We granted the Appellants all they asked for in their motion. There was no opposition from Dr. Odje, S.A.N. for the Respondent. But this notwithstanding, we thought it was wise to give a brief reserved ruling on the powers and jurisdiction of the Court of Appeal under Section 10 of the Court of Appeal Act No. 43 of 1976and under Section 226 0f the 1979 Constitution for the future guidance of the Court of Appeal. .
Now coming to the appeal itself, I will start by stating the policy of this Court on issues of fact and findings of fact. Generally, it is not the policy of this Court to interfere with the concurrent findings of two courts below. In the court of first instance, the Plaintiffs for themselves and on behalf of Obomkpa Community sued three named persons as Defendants and sued each Defendant in his personal capacity. There was no application by the Ugboba Village or Community to join. There was no application by the Defendants either jointly or individually to defend any family or community title. In their Writ and in paragraph 36 of their Statement of Claim, the Plaintiffs claimed as follows:-
“1. A Declaration that that piece or parcel of land lying and situate in Obomkpa,….and verged Pink on Plan No. LSU/I46 is the property of Obomkpa Community and not property of the defendants or any of them as individuals (Italics mine to focus attention on the distinction the Plaintiffs drew between Obomkpa title and the private, personal and individual titles of the defendants).
- An Injunction restraining the defendants, their servants and/or agents from doing any act on or in respect of the said land in challenge of the Plaintiffs’ Community’s Title”
It is significant to note that no declaration and no injunction were claimed against the Ugboba Community as a community. The claims were against the 3 defendants as individuals and in their individual capacities. In his judgment, the learned trial Judge, A. J. Obi, J. at p.109 Lines 24-40 held as follows:-
“1. I have come to the conclusion in this case, that the plaintiffs’ action has succeeded and that they are entailed to the judgment of this Court in terms of their claim. It is accordingly declared that Ojiokpa land in dispute, particularly the area verged Pink in Exhibit 1 (the Plaintiffs’ Plan) is the communal property of Obomkpa Town or Community and in this respect Obomkpa includes both Ugboba and the defendants; the plaintiffs are therefore the persons entitled to a right of occupancy in respect of the land in dispute in accordance with the provisions of the Land Use Decree 1978.
- The 1st and 2nd defendants by themselves, agents, servants and/or anyone whomsoever acting with their authority are hereby restrained by way of perpetual injunction from further or any acts in challenge of plaintiffs’ community title in the land verged Pink in Ex.1
- The 3rd defendant is struck out from this suit.
- Costs against the 1st and 2nd defendants, in favour of the plaintiffs is assessed at N500.00.”
It is here significant and relevant to observe that the trial court did not make any declaration against the Ugboba Community nor did it issue any injunction against the Ugboba Community. The declaration and the injunction were both directed against the 1st and 2nd defendants only as it was they who contested the plaintiffs’ claim. The 3rd defendant did not, as he filed no Statement of Defence nor did he take any part in the proceedings.

● The data:
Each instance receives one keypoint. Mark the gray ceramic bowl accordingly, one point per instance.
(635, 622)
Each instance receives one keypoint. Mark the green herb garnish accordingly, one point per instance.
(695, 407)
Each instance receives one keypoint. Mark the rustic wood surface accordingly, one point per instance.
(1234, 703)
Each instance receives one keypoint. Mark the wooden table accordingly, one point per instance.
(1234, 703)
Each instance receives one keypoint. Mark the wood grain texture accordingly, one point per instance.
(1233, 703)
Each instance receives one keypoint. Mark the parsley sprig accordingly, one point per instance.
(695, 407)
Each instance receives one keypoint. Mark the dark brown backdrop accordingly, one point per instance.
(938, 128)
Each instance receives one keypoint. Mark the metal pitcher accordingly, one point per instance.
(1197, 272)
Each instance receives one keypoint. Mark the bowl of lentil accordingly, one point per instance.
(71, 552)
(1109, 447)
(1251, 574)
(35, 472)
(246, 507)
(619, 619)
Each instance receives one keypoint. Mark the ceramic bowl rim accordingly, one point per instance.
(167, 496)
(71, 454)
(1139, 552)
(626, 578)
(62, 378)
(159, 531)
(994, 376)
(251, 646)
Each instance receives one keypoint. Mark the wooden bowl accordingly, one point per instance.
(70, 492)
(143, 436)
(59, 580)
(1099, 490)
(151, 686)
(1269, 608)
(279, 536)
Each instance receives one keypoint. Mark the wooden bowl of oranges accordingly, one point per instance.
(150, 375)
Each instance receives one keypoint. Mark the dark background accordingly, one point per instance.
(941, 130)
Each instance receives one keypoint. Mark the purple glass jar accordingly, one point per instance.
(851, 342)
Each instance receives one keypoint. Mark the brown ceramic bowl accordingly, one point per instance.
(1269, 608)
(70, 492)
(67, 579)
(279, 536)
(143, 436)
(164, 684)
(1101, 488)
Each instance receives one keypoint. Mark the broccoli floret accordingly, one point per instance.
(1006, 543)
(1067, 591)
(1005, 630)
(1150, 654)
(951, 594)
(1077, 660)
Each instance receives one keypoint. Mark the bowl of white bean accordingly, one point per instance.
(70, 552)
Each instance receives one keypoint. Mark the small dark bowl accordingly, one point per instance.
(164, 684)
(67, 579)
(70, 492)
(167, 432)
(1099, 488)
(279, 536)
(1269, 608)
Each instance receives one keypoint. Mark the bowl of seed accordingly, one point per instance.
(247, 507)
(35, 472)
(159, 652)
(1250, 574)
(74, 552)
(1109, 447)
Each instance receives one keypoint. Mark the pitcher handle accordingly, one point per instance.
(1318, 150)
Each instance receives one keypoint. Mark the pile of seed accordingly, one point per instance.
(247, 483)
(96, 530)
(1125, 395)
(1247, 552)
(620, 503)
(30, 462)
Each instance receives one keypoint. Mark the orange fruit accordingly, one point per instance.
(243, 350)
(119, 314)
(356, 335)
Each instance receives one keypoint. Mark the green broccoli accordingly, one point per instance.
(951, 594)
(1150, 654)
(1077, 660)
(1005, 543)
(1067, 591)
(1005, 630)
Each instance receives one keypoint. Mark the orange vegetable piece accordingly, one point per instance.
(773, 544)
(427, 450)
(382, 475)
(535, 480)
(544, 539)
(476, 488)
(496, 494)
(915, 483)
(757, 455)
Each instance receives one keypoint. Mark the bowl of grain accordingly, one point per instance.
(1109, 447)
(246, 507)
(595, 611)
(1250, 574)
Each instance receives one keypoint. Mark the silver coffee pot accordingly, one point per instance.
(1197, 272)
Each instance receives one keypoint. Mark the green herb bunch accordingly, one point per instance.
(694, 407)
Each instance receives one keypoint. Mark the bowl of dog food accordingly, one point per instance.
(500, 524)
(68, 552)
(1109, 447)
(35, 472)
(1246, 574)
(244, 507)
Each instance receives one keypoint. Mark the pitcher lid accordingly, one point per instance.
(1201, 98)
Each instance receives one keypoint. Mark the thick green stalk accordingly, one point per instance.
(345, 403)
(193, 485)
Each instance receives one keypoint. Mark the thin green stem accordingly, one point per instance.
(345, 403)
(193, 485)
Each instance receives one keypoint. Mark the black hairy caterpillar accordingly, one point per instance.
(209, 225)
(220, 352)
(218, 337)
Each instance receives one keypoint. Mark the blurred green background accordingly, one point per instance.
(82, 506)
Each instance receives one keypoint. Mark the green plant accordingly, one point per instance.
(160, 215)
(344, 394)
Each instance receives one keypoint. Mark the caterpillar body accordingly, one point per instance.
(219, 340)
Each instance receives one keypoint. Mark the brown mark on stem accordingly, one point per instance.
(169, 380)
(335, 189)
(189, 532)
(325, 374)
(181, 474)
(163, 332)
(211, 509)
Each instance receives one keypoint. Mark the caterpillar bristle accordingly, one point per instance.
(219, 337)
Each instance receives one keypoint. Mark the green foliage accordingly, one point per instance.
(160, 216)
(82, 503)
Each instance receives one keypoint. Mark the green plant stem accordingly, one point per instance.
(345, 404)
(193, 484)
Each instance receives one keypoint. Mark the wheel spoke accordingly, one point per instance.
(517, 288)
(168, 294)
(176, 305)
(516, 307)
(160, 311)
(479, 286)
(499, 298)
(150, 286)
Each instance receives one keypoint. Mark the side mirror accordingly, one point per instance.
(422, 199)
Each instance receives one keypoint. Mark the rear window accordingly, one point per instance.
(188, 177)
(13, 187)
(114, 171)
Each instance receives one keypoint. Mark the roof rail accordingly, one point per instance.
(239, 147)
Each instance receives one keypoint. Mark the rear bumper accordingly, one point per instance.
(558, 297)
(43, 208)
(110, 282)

● Directives:
A - Could you write out the land judgment excerpt word for word, between "- The 1st and" and "in the proceedings.", inclusive?
B - Pull out every line of the listing that contains the string "ceramic", matching case exactly, and copy each one unchanged.

● Task-by-task results:
A -
- The 1st and 2nd defendants by themselves, agents, servants and/or anyone whomsoever acting with their authority are hereby restrained by way of perpetual injunction from further or any acts in challenge of plaintiffs’ community title in the land verged Pink in Ex.1
- The 3rd defendant is struck out from this suit.
- Costs against the 1st and 2nd defendants, in favour of the plaintiffs is assessed at N500.00.”
It is here significant and relevant to observe that the trial court did not make any declaration against the Ugboba Community nor did it issue any injunction against the Ugboba Community. The declaration and the injunction were both directed against the 1st and 2nd defendants only as it was they who contested the plaintiffs’ claim. The 3rd defendant did not, as he filed no Statement of Defence nor did he take any part in the proceedings.

B -
Each instance receives one keypoint. Mark the gray ceramic bowl accordingly, one point per instance.
Each instance receives one keypoint. Mark the ceramic bowl rim accordingly, one point per instance.
Each instance receives one keypoint. Mark the brown ceramic bowl accordingly, one point per instance.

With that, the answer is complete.